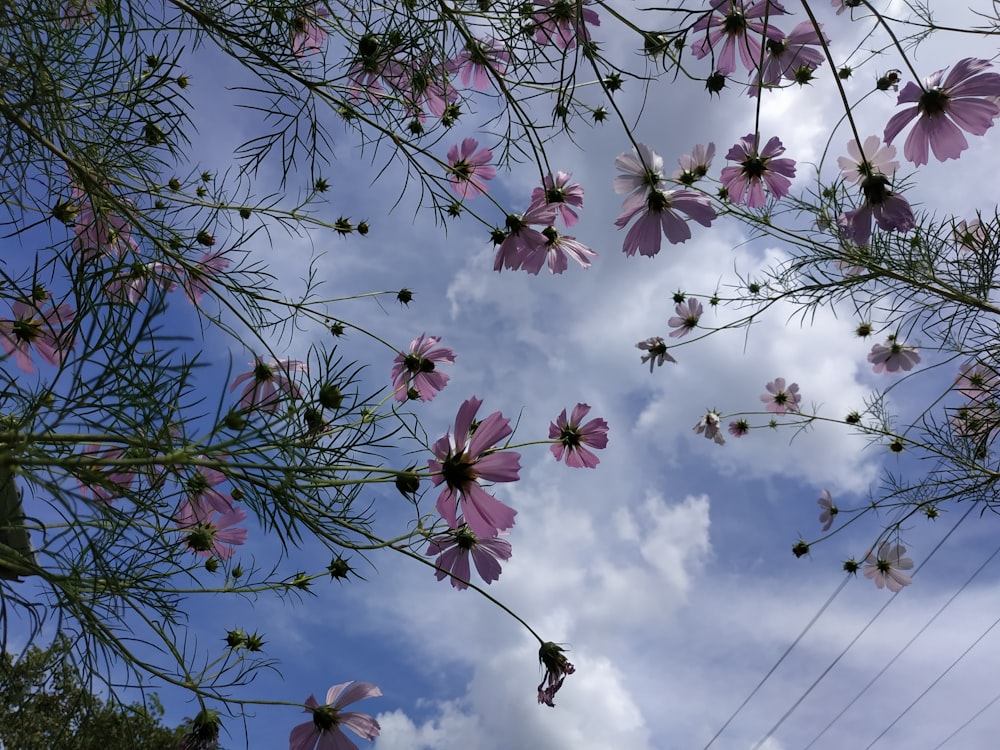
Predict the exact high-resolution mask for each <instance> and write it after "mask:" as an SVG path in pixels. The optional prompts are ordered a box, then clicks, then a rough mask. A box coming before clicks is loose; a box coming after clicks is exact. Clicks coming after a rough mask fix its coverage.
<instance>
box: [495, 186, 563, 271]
mask: <svg viewBox="0 0 1000 750" xmlns="http://www.w3.org/2000/svg"><path fill="white" fill-rule="evenodd" d="M555 218H556V209H555V206H554V205H553V204H551V203H535V202H532V204H531V205H530V206H528V210H527V211H525V212H524V214H522V215H520V216H518V215H517V214H510V215H509V216H507V234H506V235H503V234H502V233H501V234H500V236H502V237H503V240H502V241H501V242H500V244H499V245H498V246H497V254H496V257H495V258H494V259H493V270H494V271H497V272H500V271H501V270H502V269H504V268H508V269H510V270H512V271H516V270H518V269H520V268H522V267H524V264H525V262H526V260H527V259H533V260H531V261H530V264H529V265H530V266H532V267H535V266H536V263H537V267H535V273H538V271H539V270H540V269H541V267H542V263H543V262H544V259H545V258H546V255H547V253H548V248H547V247H546V246H547V244H548V242H549V238H548V237H547V236H546V235H545V234H543V233H542V232H540V231H538V230H537V229H532V226H540V227H549V226H551V225H552V224H553V223H554V222H555ZM498 239H499V237H498ZM581 247H582V245H581ZM539 255H540V256H541V258H540V259H538V256H539Z"/></svg>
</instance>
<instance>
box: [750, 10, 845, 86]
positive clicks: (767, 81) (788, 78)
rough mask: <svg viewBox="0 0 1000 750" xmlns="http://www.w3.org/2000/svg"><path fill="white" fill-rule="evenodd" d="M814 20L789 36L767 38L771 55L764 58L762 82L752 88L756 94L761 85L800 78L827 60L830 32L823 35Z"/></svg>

════════════════════

■ **WHAT IS BEING ASKED**
Only lines that include "clicks" belong in the answer; copy all of them from the listing.

■ **WRITTEN RESPONSE**
Predict the exact high-resolution mask for each <instance> and write it after "mask:" as an SVG path in pixels. The optional prompts are ordered a box, then clicks, then a rough mask. A box coming before clicks is loose; a box coming after clicks is exact. Clicks coming after a rough mask fix its coverage.
positive clicks: (767, 81) (788, 78)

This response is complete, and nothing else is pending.